#### [TASK OBJECTIVE]
First find the line containing "Where can you spot the jersey number 4?" in the data, then set it down exactly along with every line after it, through the last.

#### [THE RECORDS]
———
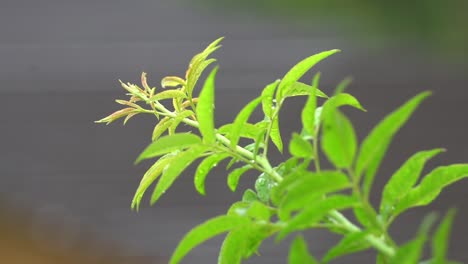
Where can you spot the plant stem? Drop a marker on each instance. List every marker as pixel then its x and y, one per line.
pixel 375 241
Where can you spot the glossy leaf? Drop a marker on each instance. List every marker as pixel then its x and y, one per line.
pixel 233 247
pixel 275 135
pixel 161 127
pixel 315 212
pixel 242 119
pixel 234 176
pixel 298 70
pixel 299 254
pixel 441 238
pixel 248 130
pixel 168 144
pixel 351 243
pixel 300 147
pixel 178 119
pixel 431 185
pixel 339 140
pixel 311 187
pixel 308 112
pixel 175 168
pixel 203 232
pixel 299 89
pixel 267 98
pixel 149 177
pixel 404 179
pixel 205 109
pixel 204 168
pixel 376 143
pixel 411 252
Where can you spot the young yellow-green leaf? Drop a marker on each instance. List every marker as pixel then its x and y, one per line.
pixel 431 185
pixel 404 179
pixel 204 168
pixel 300 147
pixel 172 81
pixel 312 186
pixel 168 94
pixel 351 243
pixel 267 98
pixel 168 144
pixel 196 73
pixel 178 119
pixel 205 109
pixel 161 127
pixel 375 145
pixel 240 120
pixel 234 176
pixel 299 254
pixel 441 238
pixel 308 112
pixel 259 211
pixel 298 70
pixel 299 89
pixel 314 212
pixel 175 168
pixel 339 141
pixel 203 232
pixel 275 135
pixel 150 176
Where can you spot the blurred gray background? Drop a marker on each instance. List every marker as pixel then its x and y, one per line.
pixel 59 66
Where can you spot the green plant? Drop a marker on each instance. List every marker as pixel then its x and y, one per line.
pixel 297 194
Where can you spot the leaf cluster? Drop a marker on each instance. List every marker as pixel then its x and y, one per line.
pixel 297 194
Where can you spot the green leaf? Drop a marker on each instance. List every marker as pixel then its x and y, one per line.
pixel 431 185
pixel 176 121
pixel 249 196
pixel 233 247
pixel 308 112
pixel 275 135
pixel 234 176
pixel 300 147
pixel 441 238
pixel 205 109
pixel 351 243
pixel 299 89
pixel 204 168
pixel 203 232
pixel 248 130
pixel 411 252
pixel 376 143
pixel 263 186
pixel 267 98
pixel 404 179
pixel 299 254
pixel 339 141
pixel 175 168
pixel 298 70
pixel 162 126
pixel 150 176
pixel 168 94
pixel 259 211
pixel 312 186
pixel 343 99
pixel 315 212
pixel 241 119
pixel 168 144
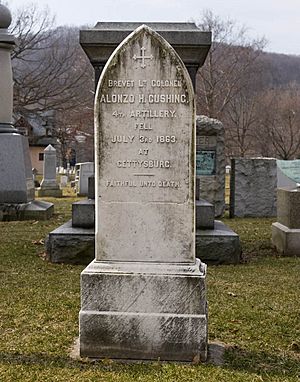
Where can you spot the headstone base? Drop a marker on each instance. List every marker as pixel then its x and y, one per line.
pixel 286 240
pixel 35 210
pixel 159 312
pixel 220 245
pixel 49 192
pixel 71 245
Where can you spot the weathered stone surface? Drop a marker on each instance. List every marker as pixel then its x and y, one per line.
pixel 288 207
pixel 205 214
pixel 49 185
pixel 34 210
pixel 83 213
pixel 91 187
pixel 16 181
pixel 142 208
pixel 288 173
pixel 253 187
pixel 286 240
pixel 132 304
pixel 220 245
pixel 70 245
pixel 210 169
pixel 144 318
pixel 83 172
pixel 191 44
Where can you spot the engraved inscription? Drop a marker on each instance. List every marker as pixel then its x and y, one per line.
pixel 144 138
pixel 143 57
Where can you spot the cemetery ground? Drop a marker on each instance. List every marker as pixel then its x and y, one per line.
pixel 253 309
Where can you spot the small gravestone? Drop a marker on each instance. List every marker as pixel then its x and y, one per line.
pixel 253 187
pixel 210 161
pixel 83 172
pixel 49 185
pixel 144 297
pixel 16 180
pixel 286 231
pixel 288 173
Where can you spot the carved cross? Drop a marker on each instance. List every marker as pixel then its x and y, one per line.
pixel 142 57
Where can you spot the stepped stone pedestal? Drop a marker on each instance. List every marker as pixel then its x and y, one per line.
pixel 286 231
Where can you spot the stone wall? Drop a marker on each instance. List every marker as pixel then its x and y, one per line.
pixel 253 187
pixel 210 140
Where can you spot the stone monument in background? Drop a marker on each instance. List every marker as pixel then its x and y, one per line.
pixel 210 161
pixel 144 295
pixel 286 231
pixel 253 187
pixel 16 180
pixel 49 185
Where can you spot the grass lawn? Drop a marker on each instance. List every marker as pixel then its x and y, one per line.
pixel 254 308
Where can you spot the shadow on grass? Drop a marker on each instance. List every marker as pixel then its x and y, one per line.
pixel 263 363
pixel 49 360
pixel 259 363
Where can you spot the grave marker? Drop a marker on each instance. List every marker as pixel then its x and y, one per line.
pixel 144 295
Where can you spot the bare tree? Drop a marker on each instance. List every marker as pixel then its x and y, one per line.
pixel 242 120
pixel 50 69
pixel 226 70
pixel 280 121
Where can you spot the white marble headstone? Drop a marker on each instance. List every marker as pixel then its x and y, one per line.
pixel 145 140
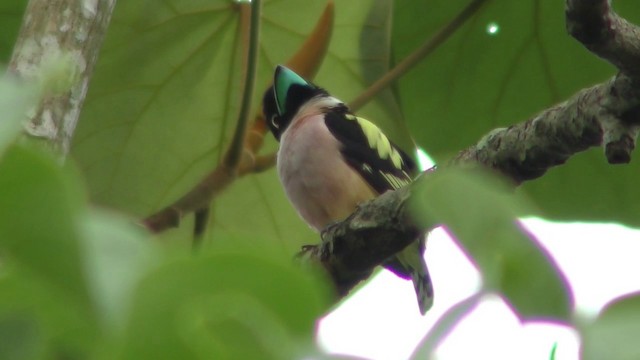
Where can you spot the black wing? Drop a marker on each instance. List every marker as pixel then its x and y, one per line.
pixel 379 161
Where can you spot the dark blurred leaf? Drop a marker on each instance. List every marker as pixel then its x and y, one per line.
pixel 478 81
pixel 442 328
pixel 613 335
pixel 481 214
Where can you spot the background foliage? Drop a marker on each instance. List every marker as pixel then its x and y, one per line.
pixel 79 280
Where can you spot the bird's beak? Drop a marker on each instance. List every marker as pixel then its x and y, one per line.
pixel 284 79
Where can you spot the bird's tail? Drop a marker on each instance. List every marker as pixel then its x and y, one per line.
pixel 424 287
pixel 410 264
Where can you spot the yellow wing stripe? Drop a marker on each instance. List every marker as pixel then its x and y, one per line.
pixel 378 141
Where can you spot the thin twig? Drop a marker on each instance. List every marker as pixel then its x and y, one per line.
pixel 235 150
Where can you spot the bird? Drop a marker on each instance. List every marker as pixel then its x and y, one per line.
pixel 329 161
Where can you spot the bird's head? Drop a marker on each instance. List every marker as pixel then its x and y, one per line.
pixel 283 100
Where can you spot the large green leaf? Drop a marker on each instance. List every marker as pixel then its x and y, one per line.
pixel 165 94
pixel 479 80
pixel 612 334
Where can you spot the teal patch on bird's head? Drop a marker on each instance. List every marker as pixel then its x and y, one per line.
pixel 284 80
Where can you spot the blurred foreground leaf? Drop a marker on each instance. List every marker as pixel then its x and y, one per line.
pixel 481 215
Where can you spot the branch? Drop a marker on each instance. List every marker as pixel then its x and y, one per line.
pixel 606 115
pixel 306 61
pixel 55 31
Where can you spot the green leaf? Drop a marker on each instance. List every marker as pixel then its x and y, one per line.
pixel 10 20
pixel 481 214
pixel 116 255
pixel 478 81
pixel 443 327
pixel 164 100
pixel 39 205
pixel 225 305
pixel 40 319
pixel 15 99
pixel 613 334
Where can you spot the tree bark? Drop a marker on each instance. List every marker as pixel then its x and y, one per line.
pixel 60 31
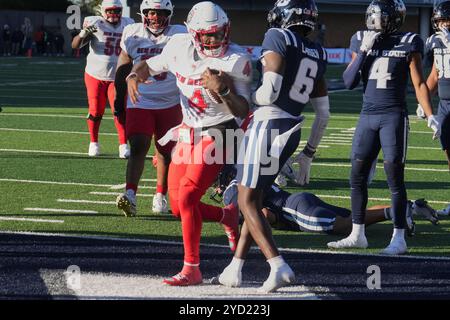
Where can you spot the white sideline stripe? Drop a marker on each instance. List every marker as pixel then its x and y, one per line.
pixel 54 131
pixel 59 210
pixel 30 220
pixel 45 234
pixel 372 199
pixel 118 193
pixel 349 165
pixel 57 183
pixel 44 151
pixel 85 201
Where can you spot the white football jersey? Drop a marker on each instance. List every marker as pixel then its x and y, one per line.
pixel 180 58
pixel 161 91
pixel 104 47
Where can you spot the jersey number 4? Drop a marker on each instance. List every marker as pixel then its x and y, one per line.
pixel 304 81
pixel 379 72
pixel 112 46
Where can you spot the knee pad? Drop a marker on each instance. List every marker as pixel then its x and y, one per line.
pixel 95 118
pixel 395 175
pixel 360 172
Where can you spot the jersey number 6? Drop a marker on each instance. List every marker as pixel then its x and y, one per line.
pixel 304 81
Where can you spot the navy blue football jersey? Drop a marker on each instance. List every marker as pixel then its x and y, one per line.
pixel 385 71
pixel 306 62
pixel 441 58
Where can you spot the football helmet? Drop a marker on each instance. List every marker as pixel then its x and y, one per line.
———
#### [SOLUTION TO THIS EXERCISE]
Where can you spot the jersey number 4? Drop a marker on each instance. List every marker as pixel then its x and y, one per line.
pixel 304 81
pixel 379 72
pixel 112 46
Where can you spot the knee pad? Drop a marker on each instance. List every marker as pixel then its x and y, one per line.
pixel 95 118
pixel 395 175
pixel 360 172
Where can you spot the jersey number 6? Drop a marker on each instance. List every marker as pixel then its x and y, one per line.
pixel 304 81
Where can you spot the navy blue football jersey? Drop a marker on each instance. List every marker as pixel then its x and y, one per line.
pixel 385 71
pixel 306 62
pixel 441 58
Where can you spot the football helmet? Drop a marker on each instance. List every marker as pixel then its x and y, one per line.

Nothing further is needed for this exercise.